Setelah turun dari Jeep, salah satu pemandu wisata mengarahkan kami agar segera menuju ke Arum Art.
Di sana, kami dapat menemui Bapak Supoyo selaku pemilik dan bisa mulai merasakan sendiri praktik membuat gerabah. Pengalaman yang tentu saja pertama bagi saya dan beberapa kawan satu rombongan. Kira-kira bakal kayak apa ya?
Kala itu, Pak Supoyo menunjuk Ibu Yuri sebagai pendamping yang akan membantu kami membuat gerabah.
Ibu Yuri ini sudah bekerja sebagai pengrajin selama 10 tahun lebih. Tak heran, beliau sudah katam dengan segala bentuk, ukuran dan motif gerabah yang hendak dibuat.
Hal pertama yang harus dilakukan ketika membuat gerabah adalah saya perlu meletakkan kedua tangan di atas pottery wheel dengan posisi siku lurus di atas lutut.
“Mbak mau membuat apa, ada gelas, cangkir, piring, stupa, kendi? Nanti biar saya yang memutar pottery wheelnya, Mbak tinggal Fokus saja membentuk tanah liatnya," bu Yuri bertanya pada saya.
“Saya membuat gelas saja Bu yang mudah”
Bu Yuri tersenyum dan mengangguk. Beliau kemudian mulai mempersiapkan tanah liat dan mengarahkan tangan saya agar mulai menekan tanah dengan jari. Suprised, awalnya saya kira membuat tembikar atau gerabah itu mudah dan sepele.
Namun setelah mencobanya sendiri saya cukup kesusahan. Beberapa kali tanah liat yang ada di pottery wheel penyok tak berbentuk. Kurang lebih seperti ini gambarnya,
Bu Yuri terus memberi semangat agar saya bisa menyelesaikan gerabah dan memolesnya sendiri dengan nama yang saya inginkan.
Setelah beberapa kali mencoba, akhirnya saya bisa menyelesaikan satu gelas tanah liat.
Tentunya dengan bantuan banyak dari bu Yuri. Berikut merupakan gelas yang telah saya buat dan dikirimkan ke penginapan sehari kemudian.
Sangat menarik bukan? Meski gelas yang saya buat tak sebagus buatan bu Yuri maupun pengrajin yang lain, namun saya merasa sangat puas bisa berkesempatan menjelajah alam Kabupaten Magelang dan mencoba secara langsung membuat gelas bertuliskan nama blog saya, www.naramutiara.com.
Dengan adanya nama itu, setidaknya saya selalu ingat pernah menjejak ke Dusun Klipoh, surga bagi pengrajin gerabah.
Kabupaten Magelang tak hanya bicara tentang Candi Borobudur, Loh!
Hari itu, selepas membuat gerabah, kami segera menuju penginapan kami di Balkondes Ngargogondo. Dengan perasaan riang dan puas, kami semua merasakan kembali perjalanan cantik menyusuri persawahan dan perbukitan Menoreh. Namun kali ini kami tak menggunakan Jeep, tetapi mobil VW yang merupakan usaha milik warga Kecamatan Borobudur.

::::::

Latihan 1: Sebutkan semua jenis barang yang ditawarkan Bu Yuri untuk dibuat dalam cerita membuat gerabah.
Latihan 2: Tuliskan lanjutan cerita membuat gerabah, dimulai setelah kalimat terakhirnya.
Item-item ini tidak ada hubungannya dengan cerita membuat gerabah.

Data untuk Ditinjau:
::::::

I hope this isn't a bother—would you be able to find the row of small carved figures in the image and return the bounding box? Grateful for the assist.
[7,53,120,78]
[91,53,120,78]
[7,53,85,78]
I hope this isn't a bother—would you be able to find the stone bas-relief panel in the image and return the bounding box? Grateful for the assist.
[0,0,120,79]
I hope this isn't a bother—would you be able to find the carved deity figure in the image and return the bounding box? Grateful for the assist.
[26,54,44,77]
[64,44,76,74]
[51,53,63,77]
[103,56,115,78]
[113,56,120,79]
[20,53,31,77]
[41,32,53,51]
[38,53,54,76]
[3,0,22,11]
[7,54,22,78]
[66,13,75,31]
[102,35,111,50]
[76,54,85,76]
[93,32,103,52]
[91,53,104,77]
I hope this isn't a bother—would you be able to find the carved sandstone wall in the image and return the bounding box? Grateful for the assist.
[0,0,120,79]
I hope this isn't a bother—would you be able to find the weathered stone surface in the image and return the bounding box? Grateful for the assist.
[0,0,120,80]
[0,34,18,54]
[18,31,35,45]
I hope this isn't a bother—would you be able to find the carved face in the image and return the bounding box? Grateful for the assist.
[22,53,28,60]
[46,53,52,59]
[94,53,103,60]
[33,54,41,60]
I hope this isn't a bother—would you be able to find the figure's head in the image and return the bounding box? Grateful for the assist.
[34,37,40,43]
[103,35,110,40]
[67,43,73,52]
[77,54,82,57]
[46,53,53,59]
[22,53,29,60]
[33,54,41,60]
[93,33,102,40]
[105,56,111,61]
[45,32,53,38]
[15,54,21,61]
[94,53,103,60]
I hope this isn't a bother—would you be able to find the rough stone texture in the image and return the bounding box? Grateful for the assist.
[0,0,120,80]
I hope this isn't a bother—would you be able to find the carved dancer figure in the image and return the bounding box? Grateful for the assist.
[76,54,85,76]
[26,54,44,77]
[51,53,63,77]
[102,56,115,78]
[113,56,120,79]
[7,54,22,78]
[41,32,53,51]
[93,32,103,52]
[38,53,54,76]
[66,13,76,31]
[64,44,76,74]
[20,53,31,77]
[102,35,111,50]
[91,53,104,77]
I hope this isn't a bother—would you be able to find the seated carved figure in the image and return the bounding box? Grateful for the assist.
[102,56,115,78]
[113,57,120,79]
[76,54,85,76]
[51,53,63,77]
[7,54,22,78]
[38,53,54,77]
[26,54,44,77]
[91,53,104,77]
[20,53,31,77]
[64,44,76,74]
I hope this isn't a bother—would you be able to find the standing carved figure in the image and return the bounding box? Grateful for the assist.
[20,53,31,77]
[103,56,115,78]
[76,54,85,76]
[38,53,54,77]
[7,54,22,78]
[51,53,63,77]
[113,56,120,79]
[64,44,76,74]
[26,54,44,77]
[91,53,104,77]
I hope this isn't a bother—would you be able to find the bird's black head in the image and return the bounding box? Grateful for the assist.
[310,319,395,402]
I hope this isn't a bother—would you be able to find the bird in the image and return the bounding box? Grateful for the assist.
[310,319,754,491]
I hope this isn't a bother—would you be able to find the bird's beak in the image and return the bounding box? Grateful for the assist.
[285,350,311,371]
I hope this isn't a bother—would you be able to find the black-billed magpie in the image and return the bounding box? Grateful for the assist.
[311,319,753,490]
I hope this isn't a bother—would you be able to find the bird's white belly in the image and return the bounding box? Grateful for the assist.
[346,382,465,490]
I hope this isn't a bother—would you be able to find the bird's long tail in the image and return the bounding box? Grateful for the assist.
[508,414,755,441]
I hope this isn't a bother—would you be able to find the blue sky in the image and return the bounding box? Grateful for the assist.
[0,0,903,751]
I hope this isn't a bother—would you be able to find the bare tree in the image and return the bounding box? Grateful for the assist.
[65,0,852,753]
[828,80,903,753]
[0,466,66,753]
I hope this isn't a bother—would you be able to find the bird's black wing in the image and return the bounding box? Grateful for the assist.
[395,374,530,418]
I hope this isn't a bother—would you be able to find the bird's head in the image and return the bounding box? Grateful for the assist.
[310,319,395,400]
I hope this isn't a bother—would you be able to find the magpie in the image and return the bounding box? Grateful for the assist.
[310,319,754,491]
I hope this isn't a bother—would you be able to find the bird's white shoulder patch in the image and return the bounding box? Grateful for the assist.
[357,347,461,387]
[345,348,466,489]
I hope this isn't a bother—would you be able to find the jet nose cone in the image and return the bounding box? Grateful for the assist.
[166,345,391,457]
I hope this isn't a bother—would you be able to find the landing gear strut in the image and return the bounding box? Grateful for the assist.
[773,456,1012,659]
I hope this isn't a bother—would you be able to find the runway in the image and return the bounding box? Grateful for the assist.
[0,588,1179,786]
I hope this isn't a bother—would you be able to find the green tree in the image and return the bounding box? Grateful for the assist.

::::::

Jawaban Tertulis 1: Gelas, cangkir, piring, stupa, dan kendi.

Jawaban Tertulis 2:
Pengalaman membuat gerabah di Dusun Klipoh ini sedikit banyak memberi pengetahuan baru bagi saya dan teman-teman bahwa Indonesia di masa lalu memiliki rekam jejak yang luar biasa soal seni kriya.
Berdasarkan informasi dari Balai Konservasi kebudayaan Kemdikbud, seni membuat gerabah telah tertatah dalam relief Candi Borobudur yang telah berdiri sejak ratusan tahun lalu. Luar biasa! Bagi saya, ini merupakan wisata edukasi yang sesungguhnya.
Harapan saya dikemudian hari, wisata edukasi semacam ini bisa lebih digencarkan agar generasi muda tak hanya mengenal Magelang dari nama “Candi Borobudur” saja. Tetapi juga mengulik sisi lain yang menaungi kecamatan tersebut. Sebab, tak bisa dipungkiri bahwa perspektif Borobudur pasti mengarah ke Candi. Padahal, ada 20 desa wisata yang bisa ditelusuri keindahan serta potensi ekonominya.
Apalagi semua tahu bahwa Borobudur menjadi salah satu DSP atau Destinasi Super Prioritas yang berarti destinasi tersebut tak hanya difungsikan sebagai daya tarik wisatawan saja, namun juga menumbuhkan ekosistem ekonomi kreatif yang melibatkan warga setempat.
Dan ya, melalui 20 desa wisata dan balkondes di Kecamatan Borobudur terdapat potensi ekonomi yang luar biasa berikut keindahan alamnya.
Melalui Balkondes Ngargogondo, saya bisa melihat pemandangan Bukit Menoreh yang sangat indah dengan keramahan luar biasa dari warganya.
Ya, andai diberi kesempatan untuk travel kembali setelah pandemi teratasi, saya berkeinginan menjelajah lebih jauh lagi ke 20 desa, lalu membagikan berbagai pengalaman perjalanan tersebut dalam bentuk cerita di blog.
Apakah kamu juga memiliki keinginan yang sama? Jika iya, siapkan kopermu mulai sekarang ya. Mari berwisata edukatif dan asyik di Kabupaten Magelang!